Given request: Rewrite all of the rows below, replacing "photo" with "image" and leaving everything else unchanged. Omit the pictures from your answer.

— Start of Records shown —

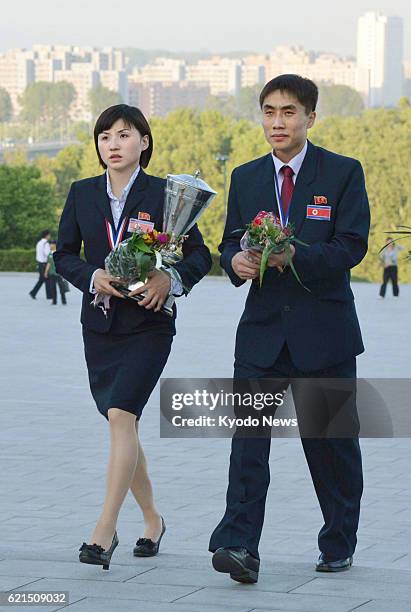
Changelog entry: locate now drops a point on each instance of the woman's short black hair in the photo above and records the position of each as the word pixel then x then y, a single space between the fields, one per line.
pixel 131 116
pixel 304 90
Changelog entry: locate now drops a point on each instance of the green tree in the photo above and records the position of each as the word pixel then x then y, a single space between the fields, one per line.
pixel 339 100
pixel 27 206
pixel 6 107
pixel 101 98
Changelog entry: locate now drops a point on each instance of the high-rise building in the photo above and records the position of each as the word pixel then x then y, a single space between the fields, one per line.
pixel 380 58
pixel 158 99
pixel 221 74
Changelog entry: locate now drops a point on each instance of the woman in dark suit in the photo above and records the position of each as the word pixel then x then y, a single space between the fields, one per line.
pixel 127 345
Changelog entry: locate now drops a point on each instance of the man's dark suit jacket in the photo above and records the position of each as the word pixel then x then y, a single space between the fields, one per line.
pixel 83 220
pixel 320 326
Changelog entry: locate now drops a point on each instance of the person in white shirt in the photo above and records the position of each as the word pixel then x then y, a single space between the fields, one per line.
pixel 42 253
pixel 389 262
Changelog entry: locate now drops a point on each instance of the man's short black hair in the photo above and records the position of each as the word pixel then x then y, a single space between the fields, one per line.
pixel 132 116
pixel 304 90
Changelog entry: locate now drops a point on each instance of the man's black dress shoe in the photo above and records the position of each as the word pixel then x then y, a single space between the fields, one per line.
pixel 333 566
pixel 237 562
pixel 147 548
pixel 96 555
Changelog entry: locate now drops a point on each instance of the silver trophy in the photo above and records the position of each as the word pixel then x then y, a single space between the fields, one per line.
pixel 186 198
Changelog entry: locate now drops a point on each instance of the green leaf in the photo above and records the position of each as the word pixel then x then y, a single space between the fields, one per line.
pixel 264 260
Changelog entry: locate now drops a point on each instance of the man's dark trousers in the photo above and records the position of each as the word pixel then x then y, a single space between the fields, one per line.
pixel 390 274
pixel 334 463
pixel 42 279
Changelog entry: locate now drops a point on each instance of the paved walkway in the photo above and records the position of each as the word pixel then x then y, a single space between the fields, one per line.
pixel 54 446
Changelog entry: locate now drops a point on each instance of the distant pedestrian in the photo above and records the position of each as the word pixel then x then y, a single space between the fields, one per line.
pixel 42 253
pixel 389 261
pixel 54 278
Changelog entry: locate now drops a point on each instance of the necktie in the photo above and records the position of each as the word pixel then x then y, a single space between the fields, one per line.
pixel 287 188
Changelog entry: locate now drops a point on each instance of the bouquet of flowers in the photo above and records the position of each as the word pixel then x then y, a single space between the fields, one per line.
pixel 266 234
pixel 132 260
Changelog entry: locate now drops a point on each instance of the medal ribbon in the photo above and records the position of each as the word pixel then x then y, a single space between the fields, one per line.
pixel 115 236
pixel 114 239
pixel 283 219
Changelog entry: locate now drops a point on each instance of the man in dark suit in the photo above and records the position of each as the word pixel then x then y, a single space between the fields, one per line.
pixel 288 332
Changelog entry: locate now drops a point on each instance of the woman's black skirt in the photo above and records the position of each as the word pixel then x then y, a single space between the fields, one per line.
pixel 123 369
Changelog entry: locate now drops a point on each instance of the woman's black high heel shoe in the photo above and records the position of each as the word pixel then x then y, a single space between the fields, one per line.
pixel 147 548
pixel 96 555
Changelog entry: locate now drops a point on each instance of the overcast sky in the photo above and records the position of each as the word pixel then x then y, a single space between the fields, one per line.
pixel 183 25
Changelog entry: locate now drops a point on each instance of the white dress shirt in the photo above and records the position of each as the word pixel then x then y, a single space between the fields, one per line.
pixel 117 207
pixel 42 250
pixel 295 163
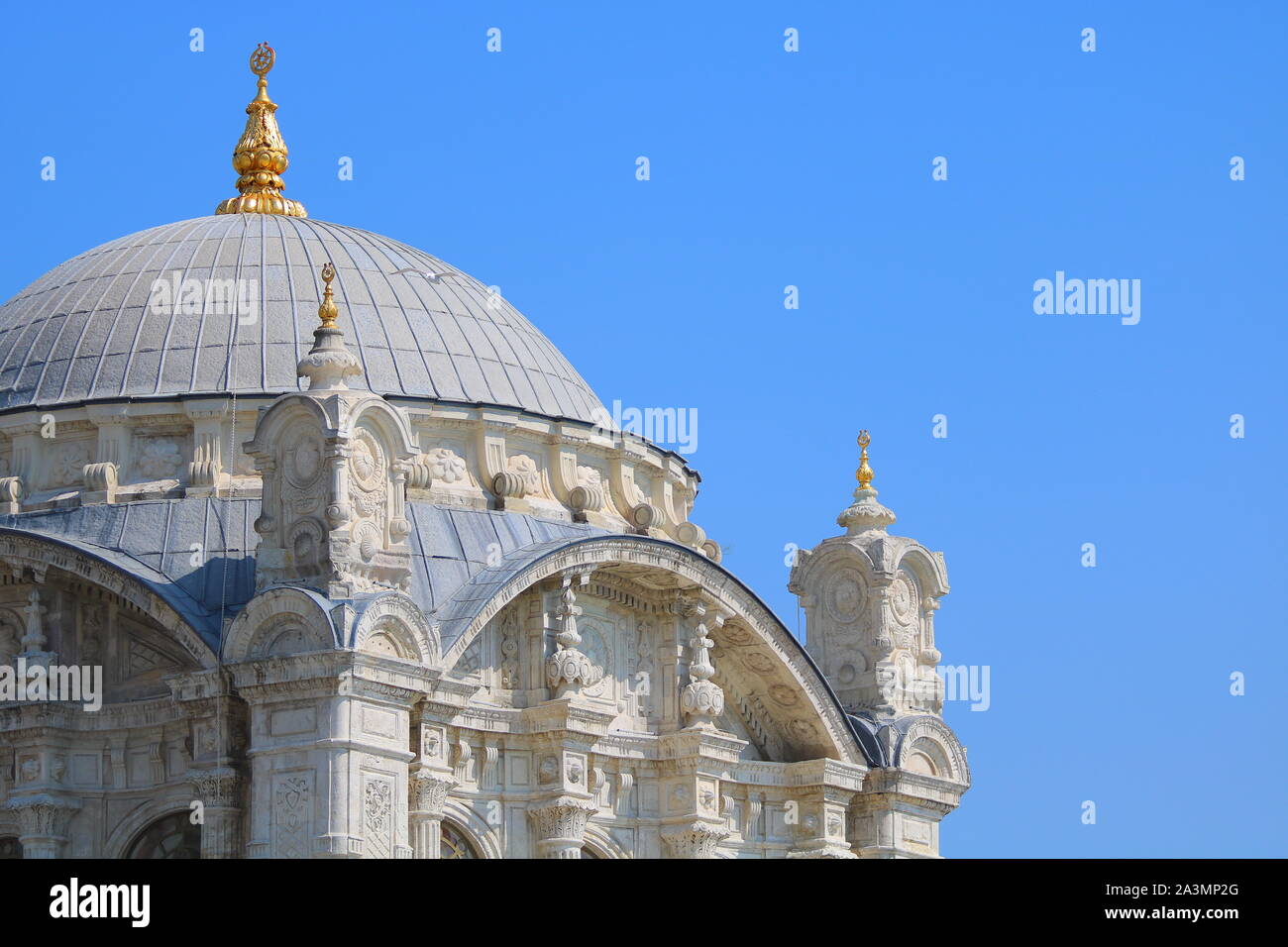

— End of Records shown —

Correct answer:
Changelog entry: locate now drops a point on each instance of the woman's short black hair in the image above and records the position of each as the word pixel then x then y, a single space between the fields, one per line.
pixel 131 116
pixel 304 90
Changelog entry: locate now drops a point on each instance of the green tree in the image above and records the position of each as the word pixel then x then y, a single space between the fields, one per line.
pixel 339 100
pixel 27 206
pixel 6 107
pixel 101 98
Changelog entry: locate now drops a point on each instance of the high-rise building in the image above and records the position of each as the word pixel then x then y, a single space between the fields, one per line.
pixel 380 58
pixel 158 99
pixel 221 74
Changelog entry: locate now drops a point on each instance of the woman in dark suit in the image above and records the position of each as the word pixel then x then y, a single space between the fields, one per line.
pixel 127 345
Changelog entry: locate now drops a point on each instance of the man's dark suit jacket in the image above and records the position of each as the word pixel then x then y, a single space between the fields, one per line.
pixel 83 220
pixel 320 326
Changelog entry: locate now drops a point on each instance of the person in white shirt in the image above and records the position of each as the word pixel then x then y, a single space between the fields, one per line.
pixel 42 253
pixel 389 262
Changelog entry: locate now drops a point on each instance of the man's short black hair in the image above and records the position of each as the word pixel then x then y, a single space between the fields, one per line.
pixel 132 116
pixel 304 90
Changelog entry: locate now drops a point on each instance of the man's black dress shoe in the image above and records the position of each as the word pixel then x then y, a single space between the fields, one per line.
pixel 333 566
pixel 237 562
pixel 147 548
pixel 96 555
Changelog entry: locate now drops a point on each instance of the silver trophy in the image above and records the position of each as the word pixel then x then y, a single space between the fields, one per line.
pixel 186 198
Changelog entry: locate now drops a point on each instance of the green leaf in the image above and records the position of each as the word pixel then x then y, a single space between the fields, one per line.
pixel 264 260
Changelog entry: locate now drops a point on each instance of the man's dark trousers in the image above and records the position of each as the word pixel then x then y, a single space between the fields, one per line.
pixel 390 274
pixel 334 463
pixel 42 279
Changelog entry: locate now drops a point on each instance of the paved walkway in the image above and records the position of each as the word pixel then x then y, a single space between the fields, one per line.
pixel 54 446
Changelog entry: locate now drops a point on each instance of the distant pedestrian in the image above and records the position of each as the word pixel then x then y, a single space between the fields, one per line.
pixel 42 253
pixel 389 261
pixel 54 278
Changelog entry: locate now drops a point on each instance of the necktie in the image above and records the position of each as the word pixel then x then y, a single space between the fields, one per line.
pixel 287 188
Changelog entry: locate now drops a point on each instance of the bouquet of flowers in the image above and records the position of each as the word pixel then x then y, a single space between the fields, one per line.
pixel 266 234
pixel 132 260
Changelog entry: locate now drops a point on each instance of the medal ribbon in the image above and records the position of each as the word pixel then x then y, a single space between the fields, one per line.
pixel 115 236
pixel 114 239
pixel 283 219
Changelog entry: locate now drops a point on each instance of the man in dark suit in the image above and records the position of each as the word pixel then x then y, a single space between the fields, one per line.
pixel 288 332
Changelog entry: locate now drops a point on each instance of the woman's black skirt in the image above and records the position of each as the word pixel then x then y, a single space between the fields, one per line.
pixel 123 369
Changelog entry: locate now drops a point on each instance of the woman's black high heel shoe in the image above and records the position of each as the word pixel then x then y, a single space between the fields, one per line.
pixel 147 548
pixel 96 555
Changelog entry: locate now drops a point on each instance of the overcast sky in the image above and records the position of each as the word pixel then x then y, a single space between the fields, one per line.
pixel 183 25
Changelog entry: locate now drops a point on each instance of the white dress shirt in the image above and records the position of each as the word pixel then x then y, a single space between the fields, one per line.
pixel 117 207
pixel 42 250
pixel 295 163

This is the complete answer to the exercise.